• _SOURCE PASSAGE_:
'''
In Which our Heroine Encounters Something Inexplicably Russian

 

I don’t know what it is about historical mysteries that I find to be so much more entertaining than mysteries set in modern times. Perhaps it has something to do with how quickly modern suspense and mystery novels date themselves. A masterpiece of suspense written and set in 2002 feels so very last decade while a mystery set in 1902, like a fly caught in antediluvian amber, gives you a snapshot of the time- a time that is very much separated from what we know of our own world.

And so, after seeing a recommendation for Boris Akunin‘s novel The Winter Queen on the Facebook feed of one of my favorite mystery writers, I decided to give it a shot. I’m not terribly familiar with Russian history (not so much of a Tolstoy fan, am I), so most everything about the setting was fresh, the plot twists unexpected, and I didn’t spend any of the novel wondering if some famous historical figure was going to make a cameo. That, plus the clever chapter titles (“Chapter Eight, in which the jack of spades turns up most inopportunely”, for example). I think I’ve found my next historical mystery series to tide me over until the next Barker and Llewllyn title (written by Will Thomas) comes out early next year.
'''
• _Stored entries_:
'''
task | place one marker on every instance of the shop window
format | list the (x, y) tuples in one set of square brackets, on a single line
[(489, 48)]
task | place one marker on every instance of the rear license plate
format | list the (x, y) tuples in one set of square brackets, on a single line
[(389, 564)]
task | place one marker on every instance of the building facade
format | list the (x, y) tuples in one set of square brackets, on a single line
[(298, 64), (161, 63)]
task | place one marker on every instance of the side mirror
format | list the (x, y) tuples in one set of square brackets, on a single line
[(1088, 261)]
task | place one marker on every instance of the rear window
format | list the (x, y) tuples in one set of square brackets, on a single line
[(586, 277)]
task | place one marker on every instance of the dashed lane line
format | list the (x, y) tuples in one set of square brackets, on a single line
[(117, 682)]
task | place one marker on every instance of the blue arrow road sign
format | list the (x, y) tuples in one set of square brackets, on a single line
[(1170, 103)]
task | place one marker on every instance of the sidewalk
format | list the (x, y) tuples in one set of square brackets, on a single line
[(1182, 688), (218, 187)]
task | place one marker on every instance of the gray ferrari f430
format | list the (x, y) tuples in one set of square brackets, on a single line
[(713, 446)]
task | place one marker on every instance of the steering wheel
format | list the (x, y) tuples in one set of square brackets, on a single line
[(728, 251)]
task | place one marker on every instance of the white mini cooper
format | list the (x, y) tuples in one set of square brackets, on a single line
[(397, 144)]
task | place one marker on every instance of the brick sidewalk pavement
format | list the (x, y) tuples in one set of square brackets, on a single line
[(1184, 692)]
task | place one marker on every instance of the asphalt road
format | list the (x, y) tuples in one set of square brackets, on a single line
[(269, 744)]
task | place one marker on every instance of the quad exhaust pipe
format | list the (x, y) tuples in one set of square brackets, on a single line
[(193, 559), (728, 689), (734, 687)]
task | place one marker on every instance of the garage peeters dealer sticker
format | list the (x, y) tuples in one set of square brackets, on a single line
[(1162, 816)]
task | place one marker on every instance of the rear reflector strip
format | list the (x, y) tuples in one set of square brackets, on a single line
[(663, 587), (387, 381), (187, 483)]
'''
'''
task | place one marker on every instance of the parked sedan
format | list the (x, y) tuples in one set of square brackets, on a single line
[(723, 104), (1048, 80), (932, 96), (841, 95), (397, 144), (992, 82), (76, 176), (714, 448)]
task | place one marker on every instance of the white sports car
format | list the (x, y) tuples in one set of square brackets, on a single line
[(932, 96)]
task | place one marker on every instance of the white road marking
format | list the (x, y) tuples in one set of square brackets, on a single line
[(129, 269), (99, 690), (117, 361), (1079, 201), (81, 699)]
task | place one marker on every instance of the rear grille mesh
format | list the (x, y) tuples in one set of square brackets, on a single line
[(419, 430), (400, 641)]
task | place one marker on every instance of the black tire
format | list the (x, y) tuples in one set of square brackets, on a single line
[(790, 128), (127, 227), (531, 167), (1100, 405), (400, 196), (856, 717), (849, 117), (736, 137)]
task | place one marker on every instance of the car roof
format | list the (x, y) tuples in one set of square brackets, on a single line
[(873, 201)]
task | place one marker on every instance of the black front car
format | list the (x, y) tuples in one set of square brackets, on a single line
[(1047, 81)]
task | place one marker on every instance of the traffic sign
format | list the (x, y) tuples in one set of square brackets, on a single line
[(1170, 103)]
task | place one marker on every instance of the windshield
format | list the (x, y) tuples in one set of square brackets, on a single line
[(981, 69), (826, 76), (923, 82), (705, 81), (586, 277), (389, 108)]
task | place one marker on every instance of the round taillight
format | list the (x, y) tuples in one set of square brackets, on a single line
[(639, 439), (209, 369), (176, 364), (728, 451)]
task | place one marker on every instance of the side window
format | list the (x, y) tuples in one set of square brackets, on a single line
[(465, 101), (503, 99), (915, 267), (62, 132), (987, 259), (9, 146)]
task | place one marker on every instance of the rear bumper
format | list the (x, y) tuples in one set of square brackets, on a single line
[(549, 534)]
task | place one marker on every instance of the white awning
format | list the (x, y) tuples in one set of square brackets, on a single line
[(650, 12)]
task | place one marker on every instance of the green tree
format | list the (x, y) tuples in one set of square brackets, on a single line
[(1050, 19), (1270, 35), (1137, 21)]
'''
According to the book review above, where did its writer see the recommendation for The Winter Queen?

• _SOLUTION TO THIS EXERCISE_:
On the Facebook feed of one of the writer's favorite mystery writers.